## Exercise requirements
With the pictures left out, transcribe exactly the lines from the one with "Pretty please, detect the concrete" through the end of the data.

## Given entries
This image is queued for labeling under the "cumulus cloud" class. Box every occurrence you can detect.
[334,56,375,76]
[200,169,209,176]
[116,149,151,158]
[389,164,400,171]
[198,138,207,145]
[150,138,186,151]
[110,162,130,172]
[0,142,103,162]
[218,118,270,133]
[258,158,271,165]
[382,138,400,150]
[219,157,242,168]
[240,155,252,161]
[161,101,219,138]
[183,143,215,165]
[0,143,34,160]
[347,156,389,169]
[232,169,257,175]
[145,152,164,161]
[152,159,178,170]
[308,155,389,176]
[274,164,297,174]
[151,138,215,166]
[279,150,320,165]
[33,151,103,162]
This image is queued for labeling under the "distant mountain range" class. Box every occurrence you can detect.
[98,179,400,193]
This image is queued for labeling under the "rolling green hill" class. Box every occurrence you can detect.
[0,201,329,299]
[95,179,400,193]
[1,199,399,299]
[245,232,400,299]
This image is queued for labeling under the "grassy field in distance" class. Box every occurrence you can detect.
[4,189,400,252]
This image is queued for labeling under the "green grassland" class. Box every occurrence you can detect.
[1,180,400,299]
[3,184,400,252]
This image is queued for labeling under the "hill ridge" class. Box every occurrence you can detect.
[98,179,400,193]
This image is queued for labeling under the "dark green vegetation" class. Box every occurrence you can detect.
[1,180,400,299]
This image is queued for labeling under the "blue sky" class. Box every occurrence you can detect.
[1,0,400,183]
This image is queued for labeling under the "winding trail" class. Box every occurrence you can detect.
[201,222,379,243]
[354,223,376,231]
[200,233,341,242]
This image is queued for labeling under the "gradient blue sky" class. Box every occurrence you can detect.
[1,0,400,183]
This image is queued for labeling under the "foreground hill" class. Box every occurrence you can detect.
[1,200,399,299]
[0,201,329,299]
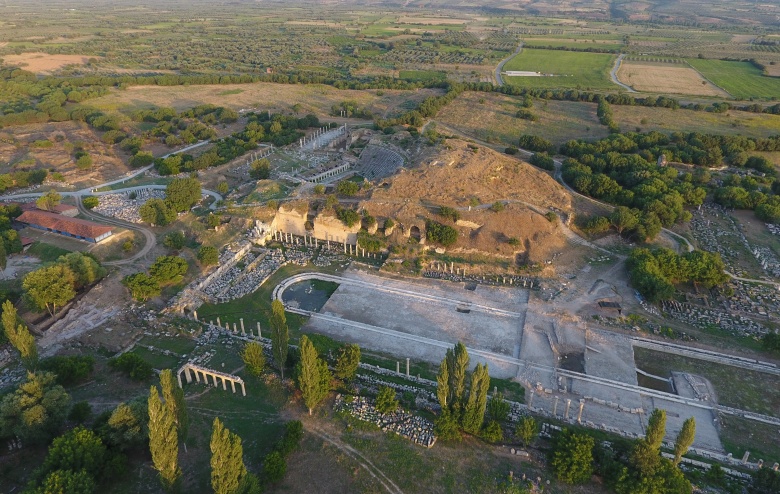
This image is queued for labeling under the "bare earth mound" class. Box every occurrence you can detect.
[617,62,728,97]
[364,140,571,261]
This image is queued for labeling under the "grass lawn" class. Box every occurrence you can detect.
[719,414,780,465]
[26,241,71,262]
[687,59,780,100]
[503,48,617,90]
[633,348,780,416]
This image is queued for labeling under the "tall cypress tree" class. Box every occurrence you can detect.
[210,418,246,494]
[148,386,181,492]
[461,363,490,434]
[673,417,696,465]
[436,355,450,410]
[645,409,667,450]
[270,300,289,380]
[160,369,189,442]
[2,300,37,369]
[447,342,469,416]
[296,335,331,415]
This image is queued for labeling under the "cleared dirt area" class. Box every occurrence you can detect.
[0,121,131,188]
[437,92,608,146]
[1,52,95,74]
[90,84,442,121]
[617,61,727,96]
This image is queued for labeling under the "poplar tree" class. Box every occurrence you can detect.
[334,344,360,382]
[461,363,490,434]
[645,409,667,450]
[270,300,289,379]
[296,335,331,415]
[148,386,181,492]
[2,300,37,369]
[673,417,696,465]
[160,369,189,442]
[240,341,266,377]
[446,342,469,416]
[436,356,450,410]
[210,418,246,494]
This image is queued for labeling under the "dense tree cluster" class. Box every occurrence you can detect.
[627,248,729,302]
[22,253,105,316]
[425,220,458,246]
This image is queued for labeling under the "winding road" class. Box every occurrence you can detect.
[0,140,223,266]
[494,43,523,86]
[610,54,636,93]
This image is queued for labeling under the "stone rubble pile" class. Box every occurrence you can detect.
[334,394,436,448]
[422,269,539,290]
[355,145,405,181]
[94,189,166,223]
[661,298,770,336]
[220,250,286,301]
[721,280,780,320]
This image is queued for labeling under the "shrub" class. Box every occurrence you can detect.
[108,353,153,381]
[490,202,505,212]
[336,208,360,227]
[425,220,458,246]
[375,386,399,414]
[40,355,95,386]
[197,246,219,266]
[69,401,92,423]
[438,206,460,222]
[263,451,287,484]
[482,420,503,443]
[530,152,555,171]
[81,196,99,209]
[504,147,519,155]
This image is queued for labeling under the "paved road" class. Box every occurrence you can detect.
[494,42,523,86]
[610,54,636,92]
[77,200,156,266]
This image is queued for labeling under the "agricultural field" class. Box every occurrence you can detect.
[503,48,617,90]
[610,105,780,138]
[687,59,780,100]
[88,84,444,121]
[0,52,96,74]
[616,61,727,97]
[436,91,608,146]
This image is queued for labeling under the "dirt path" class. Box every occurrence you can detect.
[610,54,637,93]
[304,424,404,494]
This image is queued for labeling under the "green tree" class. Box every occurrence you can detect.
[217,181,229,195]
[0,371,70,444]
[241,341,266,377]
[296,335,331,415]
[69,401,92,424]
[206,213,221,229]
[672,417,695,466]
[263,451,286,484]
[198,246,219,266]
[139,198,176,226]
[2,300,38,369]
[645,409,666,450]
[436,355,450,410]
[0,241,6,274]
[610,206,639,236]
[461,363,490,434]
[334,344,360,382]
[106,402,147,451]
[270,300,289,380]
[41,426,106,478]
[487,391,510,422]
[81,196,99,209]
[551,430,594,484]
[482,420,503,443]
[750,468,780,494]
[122,272,161,301]
[76,154,93,170]
[446,342,469,416]
[336,180,359,196]
[210,418,246,494]
[58,252,106,290]
[148,386,181,492]
[23,264,76,316]
[149,256,188,285]
[32,469,96,494]
[433,409,461,441]
[160,369,188,442]
[375,386,398,414]
[249,159,271,180]
[36,190,62,211]
[109,353,153,381]
[165,177,201,212]
[514,416,538,447]
[163,231,186,250]
[313,184,325,195]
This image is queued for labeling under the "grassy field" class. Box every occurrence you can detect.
[617,62,727,97]
[26,241,71,262]
[633,348,780,416]
[611,105,780,138]
[687,59,780,100]
[719,414,780,465]
[503,48,617,90]
[436,91,608,146]
[399,69,447,82]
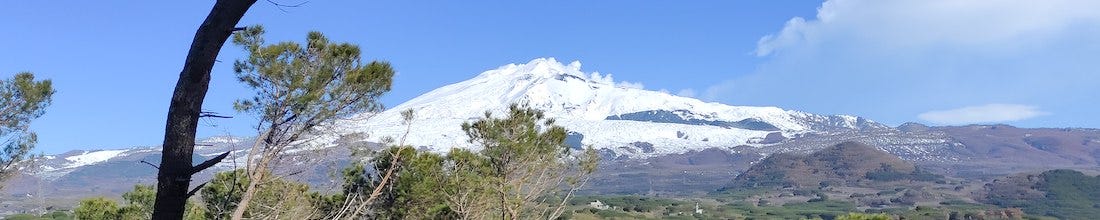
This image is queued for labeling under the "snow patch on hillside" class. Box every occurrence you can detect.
[63,149,128,168]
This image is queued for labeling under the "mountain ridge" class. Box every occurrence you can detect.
[325,57,887,157]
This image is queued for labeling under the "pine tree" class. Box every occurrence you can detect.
[119,185,156,219]
[201,169,319,219]
[0,72,54,188]
[459,104,600,219]
[74,197,120,220]
[300,105,598,219]
[75,185,205,220]
[227,25,394,220]
[200,170,248,219]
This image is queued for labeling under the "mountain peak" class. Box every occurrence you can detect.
[478,57,577,78]
[336,58,889,156]
[476,57,631,88]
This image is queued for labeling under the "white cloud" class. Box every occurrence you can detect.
[755,17,808,56]
[584,71,644,89]
[918,104,1048,125]
[588,72,614,85]
[705,0,1100,126]
[756,0,1100,56]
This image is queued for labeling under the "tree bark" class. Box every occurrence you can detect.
[152,1,256,219]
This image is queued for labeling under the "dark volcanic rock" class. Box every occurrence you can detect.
[606,110,780,131]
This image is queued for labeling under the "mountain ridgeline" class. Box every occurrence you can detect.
[4,58,1100,218]
[732,142,943,188]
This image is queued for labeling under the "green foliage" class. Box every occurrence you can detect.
[459,104,600,219]
[1034,169,1100,218]
[719,200,856,219]
[117,185,155,219]
[984,169,1100,219]
[308,112,417,219]
[200,169,248,219]
[227,25,394,219]
[0,73,54,129]
[371,147,457,219]
[715,187,774,200]
[309,105,599,219]
[72,185,203,220]
[982,169,1100,219]
[562,196,699,220]
[183,202,206,220]
[569,195,683,213]
[310,146,468,219]
[74,197,119,220]
[0,72,54,187]
[200,169,316,219]
[230,25,394,146]
[865,166,944,182]
[836,212,891,220]
[3,211,72,220]
[305,191,345,219]
[2,214,41,220]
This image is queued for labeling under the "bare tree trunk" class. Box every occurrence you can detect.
[153,1,256,219]
[231,164,265,220]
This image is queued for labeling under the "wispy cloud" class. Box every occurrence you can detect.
[917,104,1048,125]
[704,0,1100,126]
[586,70,645,89]
[755,0,1100,57]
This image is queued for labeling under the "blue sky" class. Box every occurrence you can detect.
[3,1,1098,154]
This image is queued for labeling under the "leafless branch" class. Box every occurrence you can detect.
[139,160,160,169]
[200,111,233,119]
[192,151,231,175]
[186,182,208,198]
[265,0,309,12]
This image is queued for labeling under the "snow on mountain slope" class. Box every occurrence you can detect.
[25,136,250,180]
[30,148,146,180]
[62,149,130,169]
[329,58,886,157]
[22,58,885,179]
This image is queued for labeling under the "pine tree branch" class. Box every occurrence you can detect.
[265,0,309,11]
[186,182,207,198]
[140,160,160,170]
[199,111,233,118]
[191,151,231,175]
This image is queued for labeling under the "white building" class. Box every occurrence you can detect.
[588,200,609,210]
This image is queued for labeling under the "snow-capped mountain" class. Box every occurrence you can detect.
[329,58,887,157]
[15,58,891,181]
[22,136,251,181]
[9,58,1100,212]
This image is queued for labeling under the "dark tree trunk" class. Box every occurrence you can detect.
[153,0,256,219]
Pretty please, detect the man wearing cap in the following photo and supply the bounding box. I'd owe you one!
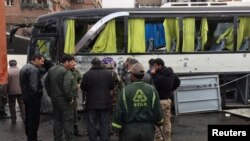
[7,60,25,124]
[112,63,163,141]
[81,57,114,141]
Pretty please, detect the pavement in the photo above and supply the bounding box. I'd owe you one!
[1,109,250,141]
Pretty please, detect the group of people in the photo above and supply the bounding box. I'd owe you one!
[114,57,180,141]
[2,53,180,141]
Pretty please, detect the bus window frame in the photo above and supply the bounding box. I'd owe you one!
[29,37,57,62]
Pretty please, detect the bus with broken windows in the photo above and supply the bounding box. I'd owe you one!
[13,2,250,108]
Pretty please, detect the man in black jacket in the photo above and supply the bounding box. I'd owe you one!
[81,58,114,141]
[20,54,45,141]
[151,58,180,141]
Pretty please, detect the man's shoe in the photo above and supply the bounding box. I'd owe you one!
[74,132,83,137]
[0,112,10,119]
[11,120,16,124]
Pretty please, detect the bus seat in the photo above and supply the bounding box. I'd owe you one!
[195,36,202,52]
[214,23,233,38]
[147,38,154,52]
[239,37,249,51]
[170,38,176,52]
[210,39,225,51]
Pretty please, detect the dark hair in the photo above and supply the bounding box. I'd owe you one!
[32,54,44,61]
[60,54,75,63]
[127,59,138,66]
[9,59,17,67]
[132,73,144,80]
[153,58,165,66]
[148,58,155,66]
[91,57,101,66]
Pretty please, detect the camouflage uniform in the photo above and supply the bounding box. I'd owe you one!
[0,84,8,118]
[104,64,123,113]
[71,68,82,136]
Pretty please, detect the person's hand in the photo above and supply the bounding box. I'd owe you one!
[151,69,156,75]
[69,99,74,105]
[112,127,121,134]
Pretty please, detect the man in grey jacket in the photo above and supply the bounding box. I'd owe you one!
[7,60,25,124]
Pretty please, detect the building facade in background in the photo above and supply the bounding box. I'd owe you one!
[102,0,134,8]
[4,0,102,37]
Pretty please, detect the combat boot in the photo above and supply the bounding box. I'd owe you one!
[0,111,10,119]
[74,125,83,137]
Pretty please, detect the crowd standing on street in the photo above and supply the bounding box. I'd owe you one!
[0,53,181,141]
[20,54,45,141]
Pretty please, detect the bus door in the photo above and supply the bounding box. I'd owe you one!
[29,37,57,62]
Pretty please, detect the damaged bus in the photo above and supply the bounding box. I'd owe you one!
[14,4,250,109]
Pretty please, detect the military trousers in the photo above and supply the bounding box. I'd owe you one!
[52,100,74,141]
[119,122,155,141]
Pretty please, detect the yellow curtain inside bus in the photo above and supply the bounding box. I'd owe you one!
[182,18,195,52]
[37,40,50,59]
[64,20,75,54]
[128,19,145,53]
[163,18,180,52]
[200,18,208,51]
[92,20,117,53]
[237,17,250,50]
[216,26,234,51]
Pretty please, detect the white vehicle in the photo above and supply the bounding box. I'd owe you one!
[11,4,250,108]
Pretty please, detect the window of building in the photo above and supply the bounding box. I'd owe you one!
[21,0,32,3]
[37,0,47,4]
[5,0,14,6]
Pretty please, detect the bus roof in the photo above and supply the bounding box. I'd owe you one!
[37,7,250,22]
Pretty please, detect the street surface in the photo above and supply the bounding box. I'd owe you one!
[0,109,250,141]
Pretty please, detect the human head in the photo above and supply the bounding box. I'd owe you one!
[102,57,116,69]
[31,54,45,68]
[9,59,17,67]
[152,58,165,71]
[91,57,101,67]
[61,54,76,70]
[127,58,138,72]
[148,58,155,69]
[124,57,133,69]
[130,63,145,81]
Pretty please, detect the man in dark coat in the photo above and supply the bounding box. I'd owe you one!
[81,57,114,141]
[151,58,180,141]
[20,54,45,141]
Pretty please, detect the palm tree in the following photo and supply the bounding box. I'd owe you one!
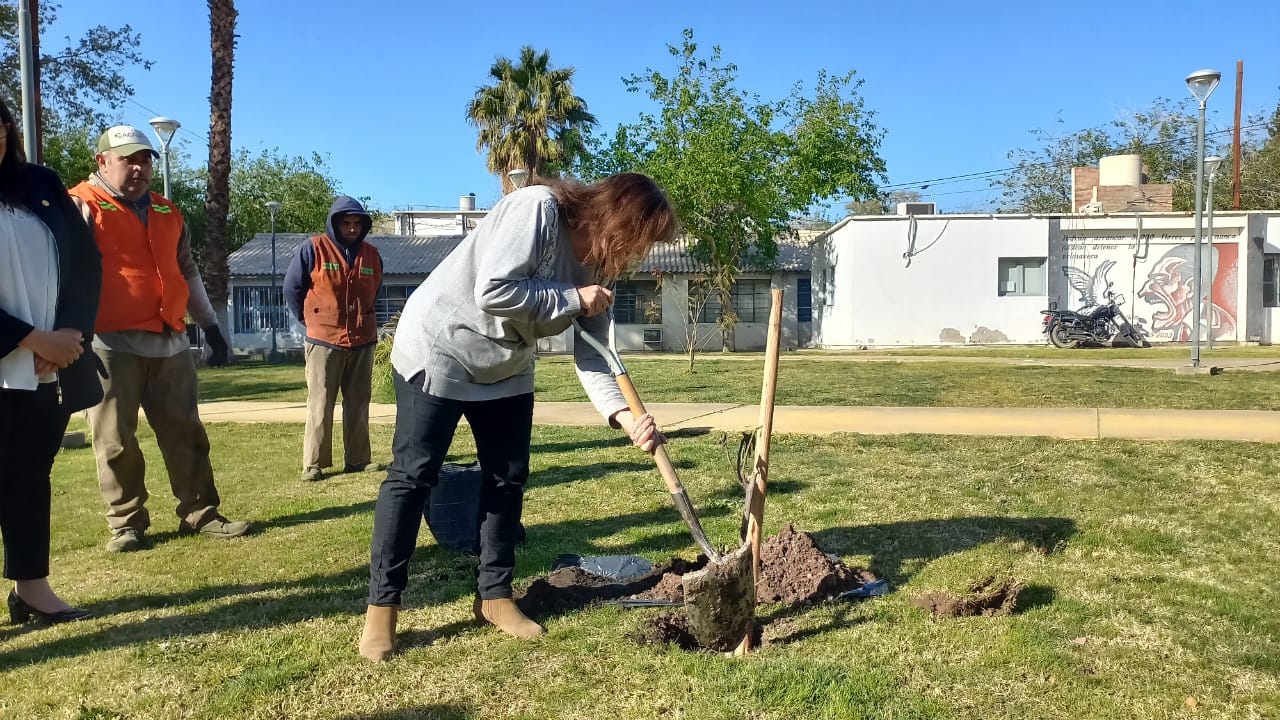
[466,46,597,193]
[204,0,236,335]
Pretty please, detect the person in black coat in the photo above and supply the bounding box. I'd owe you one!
[0,96,102,624]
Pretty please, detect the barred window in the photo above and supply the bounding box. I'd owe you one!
[232,286,289,334]
[797,276,812,322]
[376,285,417,325]
[614,280,661,324]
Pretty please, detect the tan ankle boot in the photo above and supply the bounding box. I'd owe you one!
[358,605,398,661]
[474,596,545,638]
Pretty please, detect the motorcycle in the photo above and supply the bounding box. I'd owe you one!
[1041,292,1149,349]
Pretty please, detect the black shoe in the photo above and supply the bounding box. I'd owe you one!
[7,590,92,625]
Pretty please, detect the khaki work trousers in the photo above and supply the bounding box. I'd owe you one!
[87,348,221,533]
[302,342,375,472]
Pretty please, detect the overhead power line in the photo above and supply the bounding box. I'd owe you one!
[874,122,1269,194]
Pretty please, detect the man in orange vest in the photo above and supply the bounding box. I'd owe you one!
[69,126,250,553]
[284,196,384,481]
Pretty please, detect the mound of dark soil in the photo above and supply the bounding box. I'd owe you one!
[757,524,875,605]
[516,525,880,651]
[517,557,703,618]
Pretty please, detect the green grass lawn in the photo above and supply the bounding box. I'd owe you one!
[198,360,308,402]
[527,356,1280,410]
[846,344,1280,360]
[202,354,1280,412]
[9,422,1278,719]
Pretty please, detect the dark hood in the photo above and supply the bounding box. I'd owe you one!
[326,195,372,246]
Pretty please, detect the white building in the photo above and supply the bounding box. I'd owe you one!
[390,194,489,236]
[811,210,1280,347]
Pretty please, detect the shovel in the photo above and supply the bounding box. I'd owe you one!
[572,314,754,650]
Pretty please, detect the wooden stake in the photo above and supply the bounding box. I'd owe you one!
[735,287,784,655]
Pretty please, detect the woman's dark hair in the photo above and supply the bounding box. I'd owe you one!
[537,172,677,280]
[0,96,28,205]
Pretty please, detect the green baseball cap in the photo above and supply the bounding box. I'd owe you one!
[97,125,159,158]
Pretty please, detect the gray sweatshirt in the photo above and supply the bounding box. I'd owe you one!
[390,185,626,422]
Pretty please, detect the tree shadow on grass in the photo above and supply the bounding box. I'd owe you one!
[811,515,1078,587]
[334,706,474,720]
[266,499,377,527]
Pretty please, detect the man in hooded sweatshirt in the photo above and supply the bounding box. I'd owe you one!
[284,196,384,481]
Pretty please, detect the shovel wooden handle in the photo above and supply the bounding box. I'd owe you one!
[615,371,720,561]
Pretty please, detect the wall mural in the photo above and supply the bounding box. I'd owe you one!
[1055,236,1239,343]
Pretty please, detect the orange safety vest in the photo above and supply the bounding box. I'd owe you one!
[303,234,382,347]
[69,182,189,334]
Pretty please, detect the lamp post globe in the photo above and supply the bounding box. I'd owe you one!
[148,116,181,199]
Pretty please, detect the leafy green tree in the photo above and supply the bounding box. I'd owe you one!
[0,1,151,133]
[154,148,347,265]
[996,123,1116,213]
[996,99,1232,213]
[1239,96,1280,209]
[41,122,96,187]
[466,46,597,193]
[590,29,884,350]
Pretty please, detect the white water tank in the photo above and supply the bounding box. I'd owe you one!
[459,193,476,211]
[1098,154,1143,186]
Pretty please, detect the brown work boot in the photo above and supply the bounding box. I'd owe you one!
[474,596,544,638]
[358,605,398,662]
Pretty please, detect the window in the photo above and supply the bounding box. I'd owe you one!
[613,280,661,324]
[376,284,418,325]
[233,286,288,334]
[689,279,773,323]
[998,257,1047,296]
[797,276,812,322]
[732,279,773,323]
[690,279,720,324]
[1265,255,1280,308]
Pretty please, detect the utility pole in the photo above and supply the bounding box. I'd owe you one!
[1232,60,1243,210]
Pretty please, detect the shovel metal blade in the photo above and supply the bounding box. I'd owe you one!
[680,544,754,651]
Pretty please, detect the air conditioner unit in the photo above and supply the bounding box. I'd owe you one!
[896,202,937,216]
[642,328,663,348]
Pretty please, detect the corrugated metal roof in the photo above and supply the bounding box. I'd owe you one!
[231,232,811,277]
[230,233,464,276]
[639,238,812,275]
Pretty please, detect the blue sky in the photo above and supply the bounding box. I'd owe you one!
[48,0,1280,216]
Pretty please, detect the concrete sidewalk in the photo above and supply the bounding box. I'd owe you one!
[197,400,1280,443]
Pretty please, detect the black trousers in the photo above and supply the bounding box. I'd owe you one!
[0,383,71,580]
[368,371,533,606]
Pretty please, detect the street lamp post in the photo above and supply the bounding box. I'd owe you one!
[148,116,181,199]
[1185,69,1220,368]
[1204,155,1223,350]
[265,201,283,363]
[508,168,530,190]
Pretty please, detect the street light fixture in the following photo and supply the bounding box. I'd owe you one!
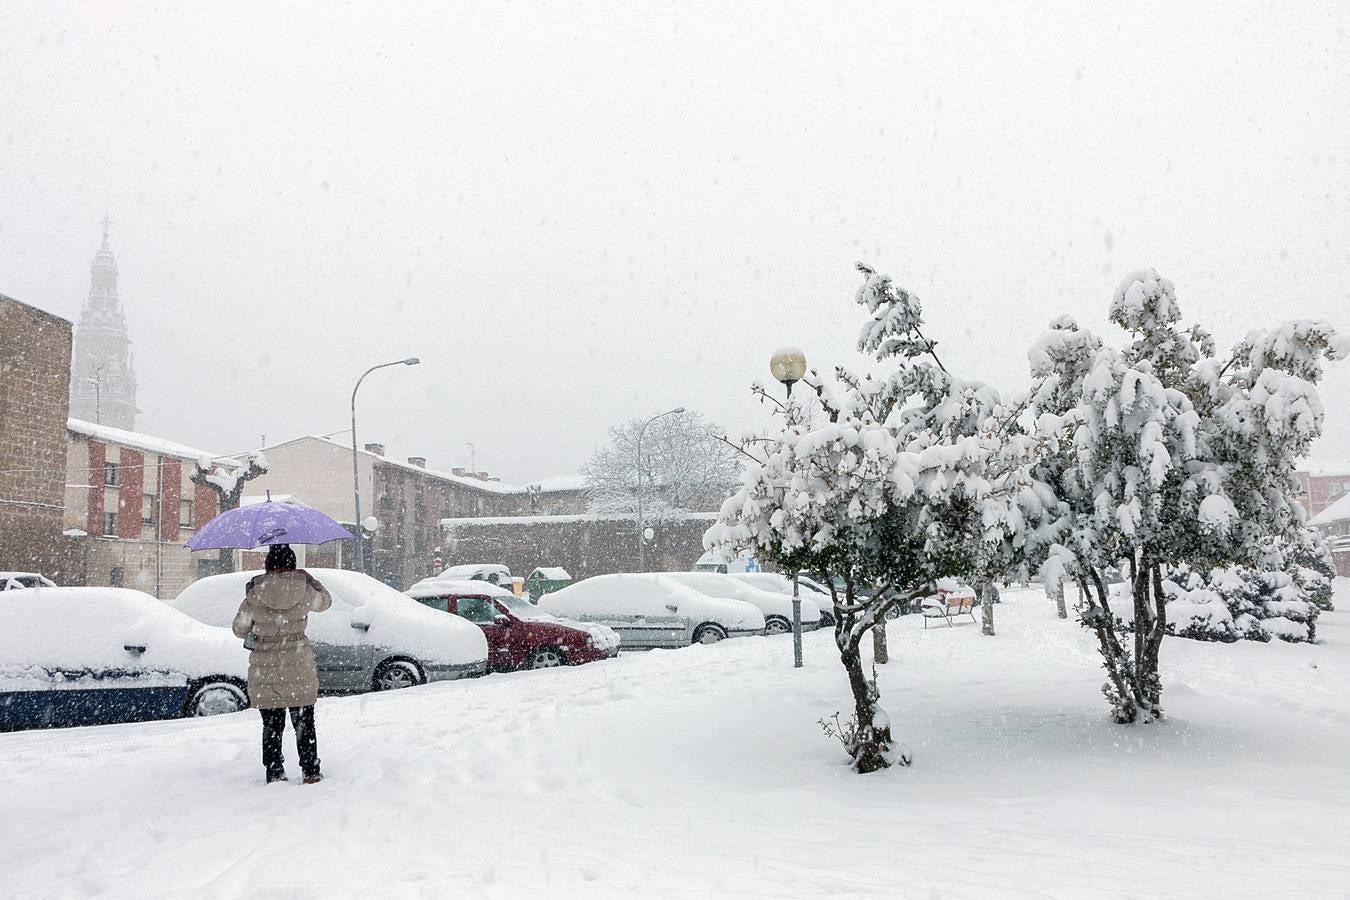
[771,346,808,668]
[351,357,420,575]
[636,406,685,573]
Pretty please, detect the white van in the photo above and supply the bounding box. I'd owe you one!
[693,550,759,574]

## Finished task
Pretty please, detect the concrete sidewalk in the photo above and supply the bounding box. I'd owe you one!
[197,400,1280,443]
Pretty please, detect the black trousers in the photo above and supply the bounding box. I'd owe you one!
[0,383,71,580]
[368,371,533,606]
Pretty please, detect the street lamp post in the photo above and supply the bounding box. I'd owe you one!
[148,116,181,199]
[1185,69,1220,368]
[1204,155,1223,350]
[265,201,283,363]
[508,168,530,190]
Pretty please, detect the street light fixture in the following photo and supply the bounding box. I'd owe you one!
[771,346,808,668]
[351,357,420,575]
[636,406,685,573]
Pretty please, detect the white van in the photo above and supply the bounding box. I'd owe you one!
[693,550,759,574]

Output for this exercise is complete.